(Saved entries)
+ + + + + + +

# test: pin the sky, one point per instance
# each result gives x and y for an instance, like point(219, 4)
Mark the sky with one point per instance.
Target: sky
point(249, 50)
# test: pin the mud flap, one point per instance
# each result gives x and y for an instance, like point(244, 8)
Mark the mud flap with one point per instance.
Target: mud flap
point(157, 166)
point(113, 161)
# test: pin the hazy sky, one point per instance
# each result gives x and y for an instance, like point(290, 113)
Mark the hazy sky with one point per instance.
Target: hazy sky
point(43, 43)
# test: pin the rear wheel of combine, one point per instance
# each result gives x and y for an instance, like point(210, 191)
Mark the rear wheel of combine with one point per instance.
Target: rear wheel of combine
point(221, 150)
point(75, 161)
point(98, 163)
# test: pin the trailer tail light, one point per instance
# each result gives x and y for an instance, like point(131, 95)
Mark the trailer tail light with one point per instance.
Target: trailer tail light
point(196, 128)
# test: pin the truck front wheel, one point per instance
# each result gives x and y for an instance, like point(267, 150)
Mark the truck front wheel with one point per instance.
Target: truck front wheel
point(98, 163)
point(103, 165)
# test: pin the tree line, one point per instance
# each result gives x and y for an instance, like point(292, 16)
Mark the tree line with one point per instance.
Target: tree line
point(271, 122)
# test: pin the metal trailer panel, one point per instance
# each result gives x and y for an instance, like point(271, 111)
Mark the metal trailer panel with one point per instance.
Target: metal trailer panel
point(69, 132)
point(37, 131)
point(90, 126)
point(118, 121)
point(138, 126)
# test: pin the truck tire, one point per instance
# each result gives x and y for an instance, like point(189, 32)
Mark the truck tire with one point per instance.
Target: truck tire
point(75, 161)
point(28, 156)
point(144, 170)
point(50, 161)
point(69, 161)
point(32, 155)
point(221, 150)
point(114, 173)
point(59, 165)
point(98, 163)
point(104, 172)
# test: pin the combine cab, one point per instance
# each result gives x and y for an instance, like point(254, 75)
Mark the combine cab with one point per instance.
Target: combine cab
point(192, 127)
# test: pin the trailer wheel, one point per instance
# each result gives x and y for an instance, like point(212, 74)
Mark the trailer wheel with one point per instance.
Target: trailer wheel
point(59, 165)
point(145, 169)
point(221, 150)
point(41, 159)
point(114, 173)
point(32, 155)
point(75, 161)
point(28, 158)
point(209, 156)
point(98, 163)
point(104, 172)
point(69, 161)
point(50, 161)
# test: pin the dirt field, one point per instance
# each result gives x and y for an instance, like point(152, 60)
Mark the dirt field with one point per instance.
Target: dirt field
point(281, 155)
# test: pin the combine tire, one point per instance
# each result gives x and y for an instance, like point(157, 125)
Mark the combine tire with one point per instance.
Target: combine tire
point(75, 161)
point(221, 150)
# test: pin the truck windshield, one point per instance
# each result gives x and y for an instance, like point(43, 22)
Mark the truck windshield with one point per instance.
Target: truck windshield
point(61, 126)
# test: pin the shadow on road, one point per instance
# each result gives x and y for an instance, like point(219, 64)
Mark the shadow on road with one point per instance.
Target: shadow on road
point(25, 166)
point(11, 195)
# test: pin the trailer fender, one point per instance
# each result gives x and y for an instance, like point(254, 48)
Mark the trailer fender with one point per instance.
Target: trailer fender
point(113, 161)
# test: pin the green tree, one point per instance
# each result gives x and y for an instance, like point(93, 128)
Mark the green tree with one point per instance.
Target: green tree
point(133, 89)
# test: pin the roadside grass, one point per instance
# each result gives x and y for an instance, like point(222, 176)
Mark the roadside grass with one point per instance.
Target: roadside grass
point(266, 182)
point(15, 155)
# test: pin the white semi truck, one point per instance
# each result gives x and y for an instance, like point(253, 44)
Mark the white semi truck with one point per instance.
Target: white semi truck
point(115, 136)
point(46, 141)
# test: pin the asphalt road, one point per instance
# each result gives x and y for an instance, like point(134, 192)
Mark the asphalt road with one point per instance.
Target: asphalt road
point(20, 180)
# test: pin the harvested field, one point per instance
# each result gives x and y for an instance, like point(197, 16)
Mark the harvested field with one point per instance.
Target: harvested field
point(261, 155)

+ + + + + + +

YOUR OBJECTIVE:
Retype the entries above exactly, but only from the line containing "Target: mud flap" through the line containing "Mark the truck front", both included.

EXERCISE RESULT:
Target: mud flap
point(157, 166)
point(113, 161)
# test: pin the hazy sky, one point per instance
# each result gives x and y for an instance, like point(290, 113)
Mark the hazy sky with one point per instance.
Target: hazy sky
point(43, 43)
# test: pin the rear wheel of combine, one point per instance
# each result gives x and y for an instance, like point(210, 191)
Mark the rear wheel of combine with one point per instance.
Target: rear wheel of combine
point(221, 150)
point(75, 161)
point(98, 163)
# test: pin the trailer tail light, one point per instance
# each result gives x and y for an instance, like point(131, 95)
Mark the trailer tail light with one point per instance.
Target: trailer tail light
point(196, 128)
# test: pin the truck front wheel, one point per instance
# each result gives x and y for an instance, like point(267, 150)
Mark the truck front wheel with one point per instance.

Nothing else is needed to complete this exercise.